**TEXTE SOURCE:**
..............................

Il y a quelques jours, une prof de lycée s’est retrouvée convoquée par sa hiérarchie pour avoir dit sur Internet le mal qu’elle pensait de l’allocution télévisée du président Macron. Il n’en fallait pas plus pour relancer le débat sur le fameux « devoir de réserve » des enseignants, dans un contexte particulier : le ministre JM Blanquer aimerait bien, 35 ans après les textes sur les droits et obligations des fonctionnaires, inscrire dans la loi qu’il prépare un article permettant de mieux contrôler la parole enseignante.
La tribune du grand chef blanc
Le 12 décembre dernier une prof d’un lycée dijonnais signe sur le site d’info alternatif disjoncter.info une tribune intitulée « Le grand chef blanc a parlé ». Offensive, satirique, engagée, la tribune lui vaut une convocation le 20 décembre au rectorat. Là, l’enseignante a selon une syndicaliste droit à « un rappel au devoir de réserve », à « une incitation à la plus extrême prudence », le rectorat lui explique qu’« un fonctionnaire ne doit pas critiquer sa hiérarchie et l’Etat employeur », lui reproche surtout d’avoir indiqué dans sa tribune qu’elle était enseignante ainsi que le nom de son lycée, mais finalement, aucune sanction n’est donnée.
Sur les réseaux sociaux, l’affaire est abondamment commentée, on lit beaucoup d’incompréhension, d’inquiétude, de colère chez les enseignants. Très vite un hashtag fait florès, #JeSuisEnseignant, par lequel de nombreux profs disent leur volonté de continuer à exprimer librement leur opinion – certains font le lien avec un autre hashtag vécu comme une libération de la parole enseignante, #PasDeVague.
D’aucuns estiment cependant que le ton de la tribune, le fait que la prof ait indiqué le nom de son lycée, justifient ce rappel à l’ordre officiel. D’autres encore font immédiatement le lien avec ces tweets étonnants, postés quelques semaines plus tôt, qui donne une idée du contexte actuel :
Le message des formateurs en e-réputation est clair, les enseignants doivent se garder d’exprimer leur opinion publiquement, et donc sur Internet.

..............................

**DONNÉES FOURNIES:**
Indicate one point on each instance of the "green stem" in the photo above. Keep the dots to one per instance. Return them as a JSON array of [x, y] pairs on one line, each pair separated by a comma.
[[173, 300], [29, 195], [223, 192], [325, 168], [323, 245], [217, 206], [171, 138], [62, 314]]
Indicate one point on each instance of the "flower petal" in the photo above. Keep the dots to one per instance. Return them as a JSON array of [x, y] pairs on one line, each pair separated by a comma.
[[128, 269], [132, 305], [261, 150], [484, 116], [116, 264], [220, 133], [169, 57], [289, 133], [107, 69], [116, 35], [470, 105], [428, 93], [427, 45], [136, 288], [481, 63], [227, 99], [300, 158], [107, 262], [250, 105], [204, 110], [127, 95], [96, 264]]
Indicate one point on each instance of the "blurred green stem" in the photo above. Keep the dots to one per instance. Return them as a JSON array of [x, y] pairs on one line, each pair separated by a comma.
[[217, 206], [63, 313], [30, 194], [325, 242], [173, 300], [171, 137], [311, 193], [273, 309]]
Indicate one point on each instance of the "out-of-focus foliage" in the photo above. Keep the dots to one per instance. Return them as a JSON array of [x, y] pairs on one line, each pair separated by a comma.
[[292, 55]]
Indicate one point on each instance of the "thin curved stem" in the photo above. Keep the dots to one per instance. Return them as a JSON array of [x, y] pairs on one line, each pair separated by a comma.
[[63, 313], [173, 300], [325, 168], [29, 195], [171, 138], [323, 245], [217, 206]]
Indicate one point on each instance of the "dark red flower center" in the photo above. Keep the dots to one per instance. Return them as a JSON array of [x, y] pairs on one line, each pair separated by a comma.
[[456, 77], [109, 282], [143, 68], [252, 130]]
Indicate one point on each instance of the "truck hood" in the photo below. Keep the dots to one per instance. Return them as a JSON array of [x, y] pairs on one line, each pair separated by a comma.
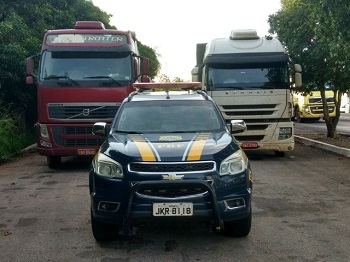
[[168, 147]]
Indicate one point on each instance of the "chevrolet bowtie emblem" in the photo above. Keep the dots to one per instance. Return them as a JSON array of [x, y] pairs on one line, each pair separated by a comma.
[[172, 177]]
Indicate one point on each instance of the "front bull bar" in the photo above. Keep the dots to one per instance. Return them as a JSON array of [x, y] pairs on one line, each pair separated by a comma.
[[218, 224]]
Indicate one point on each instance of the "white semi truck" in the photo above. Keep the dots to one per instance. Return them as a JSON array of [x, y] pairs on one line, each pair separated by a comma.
[[248, 77]]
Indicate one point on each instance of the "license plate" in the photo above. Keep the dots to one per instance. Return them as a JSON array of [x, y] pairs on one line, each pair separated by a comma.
[[249, 145], [86, 152], [172, 209]]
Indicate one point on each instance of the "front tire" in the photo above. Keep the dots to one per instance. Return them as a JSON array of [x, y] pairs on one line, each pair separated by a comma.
[[238, 228], [103, 232]]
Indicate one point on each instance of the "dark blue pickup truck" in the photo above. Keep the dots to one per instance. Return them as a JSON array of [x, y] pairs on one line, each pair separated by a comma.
[[169, 155]]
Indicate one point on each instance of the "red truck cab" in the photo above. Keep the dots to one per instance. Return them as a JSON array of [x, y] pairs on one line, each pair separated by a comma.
[[83, 75]]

..............................

**OBJECTIF:** D'après le texte source sur le devoir de réserve des enseignants, à quelle date l'enseignante a-t-elle été convoquée au rectorat ? Les enregistrements forment un matériau distinct du texte source.

**SOLUTION:** Le 20 décembre.